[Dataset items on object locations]
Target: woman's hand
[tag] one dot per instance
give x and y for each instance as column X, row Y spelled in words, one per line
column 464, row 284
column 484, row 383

EXERCISE BRIEF:
Render the items above as a JSON list of strings, one string per line, omitting any blank lines.

OUTPUT OF THE EXERCISE:
[
  "Target: woman's hand",
  "[tag] one dot per instance",
  "give x and y for each instance as column X, row Y spelled in words, one per line",
  "column 464, row 284",
  "column 484, row 383"
]